• GIVEN PASSAGE

It’s a good thing I have a few pictures banked up that I can work off of for VeganMoFo. It’s been at least two weeks since I’ve gone to the farmer’s market so it’s been a lot of eating out, quick store runs and eating down random food from my fridge and freezer. This week is going to involve a raw kale salad. I need it!
A couple of weeks ago, I posted about making Vegan Dad’s lunch meat log. These logs have seen me through many meals. Most of them looked something like this:
Yep, that’s the lunch meat nestled between two slices of whole wheat bread I made. The problem with baking your own bread is that it will sneak itself into every meal if you let it. PB&J for breakfast! Lunch meat sammich for lunch! Toasted and buttered with Earth Balance along side dinner! Well, at least it is whole wheat…
Oh, remember the polenta fries? Leftovers made a nice lunch side. Much better than potato chips!
If you are vegan, vital wheat gluten is your friend. In these times, it’s good to know that you can make your own seitan and vegan lunch meat way cheaper than buying it pre-packaged. Plus, you control the ingredients.

• SET TASK A
According to the blog post, why is vital wheat gluten a vegan's friend? Answer in one to three sentences.
• SET TASK B
In the blog post, what were the leftover polenta fries used for?
The data that comes next is from a separate source and is unrelated to the blog post.

• DATASET EXTRACT
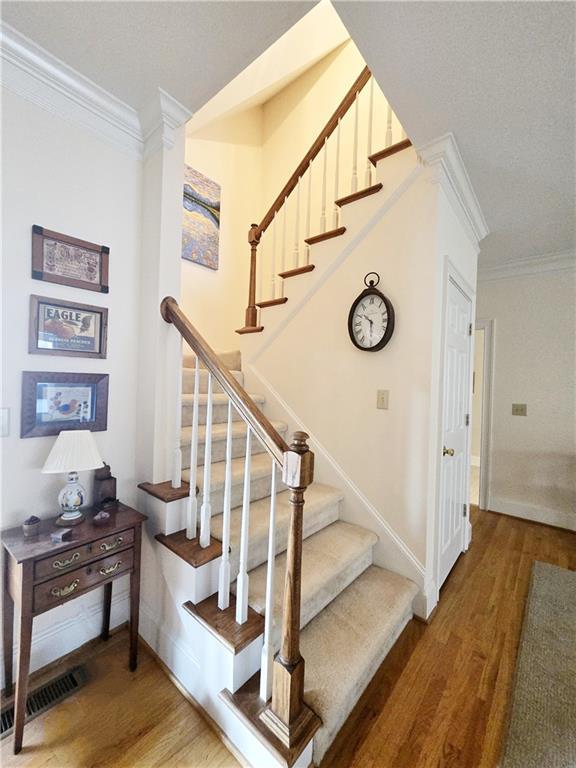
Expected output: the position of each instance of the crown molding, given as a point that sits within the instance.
(159, 118)
(533, 265)
(443, 155)
(35, 74)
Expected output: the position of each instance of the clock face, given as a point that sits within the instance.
(371, 321)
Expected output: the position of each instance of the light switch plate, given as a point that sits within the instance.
(382, 399)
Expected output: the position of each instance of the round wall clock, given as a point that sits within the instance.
(371, 317)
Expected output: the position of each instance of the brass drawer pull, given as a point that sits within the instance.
(110, 568)
(59, 564)
(107, 547)
(65, 591)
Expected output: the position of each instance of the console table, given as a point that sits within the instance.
(40, 575)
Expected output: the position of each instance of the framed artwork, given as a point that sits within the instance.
(201, 219)
(53, 401)
(59, 327)
(57, 258)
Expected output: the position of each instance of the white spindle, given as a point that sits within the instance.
(177, 453)
(242, 581)
(192, 505)
(206, 511)
(389, 126)
(336, 177)
(354, 184)
(224, 575)
(268, 647)
(296, 257)
(308, 212)
(324, 170)
(368, 177)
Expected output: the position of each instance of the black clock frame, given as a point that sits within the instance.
(372, 291)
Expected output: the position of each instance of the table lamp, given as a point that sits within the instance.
(73, 451)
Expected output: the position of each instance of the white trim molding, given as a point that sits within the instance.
(531, 265)
(443, 154)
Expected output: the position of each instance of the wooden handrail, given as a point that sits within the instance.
(242, 401)
(325, 133)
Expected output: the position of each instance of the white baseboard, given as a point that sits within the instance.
(556, 517)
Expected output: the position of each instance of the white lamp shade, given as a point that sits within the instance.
(73, 451)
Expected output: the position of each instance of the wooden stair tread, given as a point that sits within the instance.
(359, 195)
(272, 302)
(377, 156)
(222, 624)
(297, 271)
(248, 706)
(165, 492)
(190, 549)
(325, 236)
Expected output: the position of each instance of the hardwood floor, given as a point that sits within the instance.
(440, 698)
(120, 719)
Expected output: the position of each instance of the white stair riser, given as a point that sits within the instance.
(219, 413)
(188, 381)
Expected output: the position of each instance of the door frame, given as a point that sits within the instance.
(488, 326)
(452, 274)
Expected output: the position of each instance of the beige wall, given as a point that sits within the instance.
(229, 152)
(533, 458)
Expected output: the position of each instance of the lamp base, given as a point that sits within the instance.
(66, 519)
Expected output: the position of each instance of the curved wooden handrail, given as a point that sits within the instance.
(242, 401)
(326, 132)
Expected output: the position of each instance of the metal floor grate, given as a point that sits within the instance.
(45, 697)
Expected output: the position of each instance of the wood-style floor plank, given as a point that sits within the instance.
(440, 699)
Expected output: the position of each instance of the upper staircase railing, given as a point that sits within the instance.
(305, 199)
(281, 678)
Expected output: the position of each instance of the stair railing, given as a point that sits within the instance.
(287, 247)
(282, 678)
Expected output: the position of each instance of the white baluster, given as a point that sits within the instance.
(296, 257)
(192, 505)
(206, 510)
(337, 177)
(368, 175)
(268, 647)
(354, 184)
(242, 581)
(308, 212)
(177, 453)
(224, 575)
(389, 127)
(324, 168)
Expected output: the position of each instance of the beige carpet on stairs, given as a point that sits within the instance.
(542, 727)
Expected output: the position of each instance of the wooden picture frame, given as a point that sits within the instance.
(58, 258)
(52, 402)
(67, 328)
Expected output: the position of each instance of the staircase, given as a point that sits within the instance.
(351, 610)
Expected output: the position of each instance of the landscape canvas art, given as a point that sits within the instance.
(201, 219)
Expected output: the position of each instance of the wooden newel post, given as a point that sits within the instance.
(251, 310)
(288, 716)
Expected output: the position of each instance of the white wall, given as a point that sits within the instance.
(229, 152)
(533, 458)
(62, 177)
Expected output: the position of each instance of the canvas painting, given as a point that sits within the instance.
(201, 223)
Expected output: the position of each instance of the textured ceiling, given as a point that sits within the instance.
(500, 76)
(191, 49)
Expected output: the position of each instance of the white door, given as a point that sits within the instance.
(454, 467)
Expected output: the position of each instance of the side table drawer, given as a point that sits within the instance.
(57, 590)
(71, 558)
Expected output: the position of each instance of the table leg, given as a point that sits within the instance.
(105, 634)
(23, 656)
(135, 599)
(7, 630)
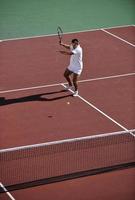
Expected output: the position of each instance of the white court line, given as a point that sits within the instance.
(117, 37)
(57, 84)
(5, 190)
(100, 111)
(66, 33)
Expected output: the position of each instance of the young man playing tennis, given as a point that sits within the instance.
(76, 65)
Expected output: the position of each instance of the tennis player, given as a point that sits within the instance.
(76, 65)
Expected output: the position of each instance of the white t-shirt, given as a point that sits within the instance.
(76, 64)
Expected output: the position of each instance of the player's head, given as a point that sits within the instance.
(75, 42)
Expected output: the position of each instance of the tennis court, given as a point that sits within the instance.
(54, 145)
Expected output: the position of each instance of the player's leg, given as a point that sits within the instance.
(75, 82)
(67, 74)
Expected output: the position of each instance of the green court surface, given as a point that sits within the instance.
(39, 17)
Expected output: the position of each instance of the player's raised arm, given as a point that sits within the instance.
(65, 45)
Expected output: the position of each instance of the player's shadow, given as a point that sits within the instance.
(37, 97)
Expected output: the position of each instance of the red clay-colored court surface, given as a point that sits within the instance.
(35, 107)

• COMPLETE RESPONSE A
It lets you make your own seitan and vegan lunch meat for much less than buying them pre-packaged. You also control the ingredients.

• COMPLETE RESPONSE B
They made a lunch side.